▸ **TO DO**:
Answer these questions using the passage below on UK pension funds and LDI.
1. By what percentage does a 1% drop in a thirty year discount rate increase the NPV of a payment due in thirty years?
2. Which firm is named as one that advised UK pension plans on managing their exposure to falling rates?
3. What do derivatives contracts such as futures require counterparties to do?

Investing at negative real yields guarantees reduced purchasing power. Falling long term rates have hurt UK pension funds by increasing the NPV of their liabilities. In theory equities, which represent a perpetual claim on company profits, ought to compensate. A 1% drop in a thirty year discount rate increases the NPV of a payment due in thirty years by 30% (ie the duration of a 30-year zero coupon bond equals its maturity). Unfortunately, you can’t rely on stocks going up by 30% at the same time.

UK pension plans sought advice on managing their exposure to falling rates, and it was helpfully provided by firms such as Russell Investments in the form of derivatives. Simply put, LDI is a derivatives contract that generates a profit for the pension fund when long term rates fall, the point being that falling rates will lead to a lower discount rate and therefore a bigger NPV of their pension obligations. LDI behaves like an investment in long term bonds, but without the need to spend cash to buy the bonds.

Derivatives contracts, like futures, require counterparties to post margin to one another depending on which side of the contract is in the money. The LDI models on which advice is based are naturally complex and proprietary. Pension funds probably relied on the assumption that losses on their LDI trades would be offset by a reduced NPV of their liabilities, and they could use pension contributions to provide additional margin if required. VaR analysis from their consultants would have provided reassurance.

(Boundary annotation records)
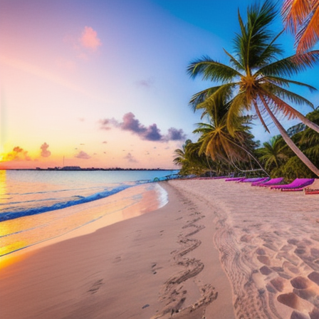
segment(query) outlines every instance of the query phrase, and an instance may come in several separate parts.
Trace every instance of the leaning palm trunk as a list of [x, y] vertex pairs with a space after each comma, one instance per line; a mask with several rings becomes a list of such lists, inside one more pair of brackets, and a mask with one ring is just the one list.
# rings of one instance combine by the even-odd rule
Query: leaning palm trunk
[[[240, 149], [241, 149], [243, 151], [244, 151], [244, 152], [246, 152], [246, 153], [247, 153], [247, 155], [249, 155], [249, 156], [250, 156], [257, 164], [258, 164], [258, 165], [259, 166], [259, 167], [260, 167], [260, 169], [251, 169], [251, 170], [246, 170], [246, 171], [242, 171], [242, 172], [253, 172], [253, 171], [256, 171], [256, 170], [258, 170], [258, 171], [263, 171], [268, 177], [269, 177], [269, 174], [268, 174], [267, 173], [267, 172], [266, 172], [265, 171], [265, 169], [263, 169], [263, 167], [261, 166], [261, 163], [259, 162], [259, 161], [249, 151], [249, 150], [247, 150], [246, 148], [244, 148], [244, 147], [243, 147], [242, 146], [241, 146], [241, 145], [239, 145], [239, 144], [237, 144], [237, 143], [235, 143], [234, 141], [230, 141], [230, 142], [231, 142], [234, 145], [235, 145], [236, 147], [239, 147]], [[239, 169], [234, 164], [234, 162], [231, 162], [231, 164], [234, 164], [234, 166], [236, 168], [236, 169]], [[241, 170], [241, 169], [239, 169], [239, 170]]]
[[276, 126], [279, 130], [279, 132], [281, 134], [284, 141], [287, 143], [288, 146], [292, 150], [292, 151], [299, 157], [299, 159], [305, 164], [307, 167], [310, 169], [317, 176], [319, 176], [319, 169], [309, 160], [309, 159], [301, 152], [301, 150], [297, 147], [297, 145], [293, 142], [293, 140], [289, 137], [286, 130], [283, 128], [283, 125], [279, 122], [276, 116], [271, 112], [267, 103], [265, 101], [262, 95], [259, 95], [261, 101], [263, 102], [265, 109], [267, 110], [268, 113], [271, 116]]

▸ **SOLUTION**:
1. 30%.
2. Russell Investments.
3. They require counterparties to post margin to one another, depending on which side of the contract is in the money.